▶ _OBJECTIVE_: Collect every line in the listing below that contains the string "pointing", treating uppercase and lowercase as different.

▶ _DATASET RECORDS_:
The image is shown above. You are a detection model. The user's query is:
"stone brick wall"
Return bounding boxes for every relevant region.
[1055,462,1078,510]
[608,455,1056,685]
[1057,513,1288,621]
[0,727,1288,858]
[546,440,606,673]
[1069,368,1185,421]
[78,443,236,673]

...

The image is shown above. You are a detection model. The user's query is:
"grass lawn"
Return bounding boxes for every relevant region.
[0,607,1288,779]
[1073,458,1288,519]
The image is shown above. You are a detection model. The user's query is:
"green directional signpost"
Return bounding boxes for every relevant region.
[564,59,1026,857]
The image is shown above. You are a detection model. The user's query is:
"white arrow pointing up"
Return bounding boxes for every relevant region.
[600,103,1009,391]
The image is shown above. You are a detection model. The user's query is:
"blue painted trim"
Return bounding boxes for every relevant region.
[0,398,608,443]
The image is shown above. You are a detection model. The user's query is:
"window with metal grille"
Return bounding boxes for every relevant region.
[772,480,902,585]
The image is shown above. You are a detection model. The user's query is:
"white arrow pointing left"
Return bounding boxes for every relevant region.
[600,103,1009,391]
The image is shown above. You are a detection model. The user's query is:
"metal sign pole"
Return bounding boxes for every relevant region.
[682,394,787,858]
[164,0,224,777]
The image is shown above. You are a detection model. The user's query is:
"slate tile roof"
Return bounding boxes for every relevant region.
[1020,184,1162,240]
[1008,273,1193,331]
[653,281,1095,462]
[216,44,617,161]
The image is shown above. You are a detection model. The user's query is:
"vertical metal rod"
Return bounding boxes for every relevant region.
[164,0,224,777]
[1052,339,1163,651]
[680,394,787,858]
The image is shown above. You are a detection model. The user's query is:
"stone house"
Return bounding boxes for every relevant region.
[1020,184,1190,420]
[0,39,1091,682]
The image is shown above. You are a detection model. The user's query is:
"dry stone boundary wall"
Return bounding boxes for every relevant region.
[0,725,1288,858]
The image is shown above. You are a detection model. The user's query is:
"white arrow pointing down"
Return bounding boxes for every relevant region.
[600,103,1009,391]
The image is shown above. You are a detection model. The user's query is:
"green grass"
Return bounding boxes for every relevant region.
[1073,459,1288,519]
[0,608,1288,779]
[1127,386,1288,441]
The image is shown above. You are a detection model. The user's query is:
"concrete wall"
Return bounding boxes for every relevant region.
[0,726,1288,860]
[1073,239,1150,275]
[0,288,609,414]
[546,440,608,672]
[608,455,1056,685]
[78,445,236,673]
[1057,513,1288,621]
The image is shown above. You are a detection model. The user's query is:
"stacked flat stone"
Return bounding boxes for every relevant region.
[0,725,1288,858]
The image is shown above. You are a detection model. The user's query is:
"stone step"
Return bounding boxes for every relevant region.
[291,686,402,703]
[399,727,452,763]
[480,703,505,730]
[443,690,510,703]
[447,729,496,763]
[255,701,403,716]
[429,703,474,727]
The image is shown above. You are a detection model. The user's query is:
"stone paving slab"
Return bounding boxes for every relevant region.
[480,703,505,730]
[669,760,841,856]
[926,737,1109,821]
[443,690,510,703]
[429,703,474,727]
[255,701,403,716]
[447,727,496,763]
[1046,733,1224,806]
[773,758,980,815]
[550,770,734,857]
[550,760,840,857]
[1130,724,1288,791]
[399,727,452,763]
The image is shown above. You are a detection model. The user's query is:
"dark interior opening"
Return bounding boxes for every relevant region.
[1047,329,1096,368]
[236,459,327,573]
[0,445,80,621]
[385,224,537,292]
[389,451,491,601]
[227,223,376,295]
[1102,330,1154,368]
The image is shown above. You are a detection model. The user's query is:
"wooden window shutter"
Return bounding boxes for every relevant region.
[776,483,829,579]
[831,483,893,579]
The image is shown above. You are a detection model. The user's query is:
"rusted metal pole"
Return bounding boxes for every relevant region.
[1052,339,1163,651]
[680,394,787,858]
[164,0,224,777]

▶ _COMPLETED EXERCISE_:
"white arrow pointing up"
"white arrow pointing left"
"white arrow pointing down"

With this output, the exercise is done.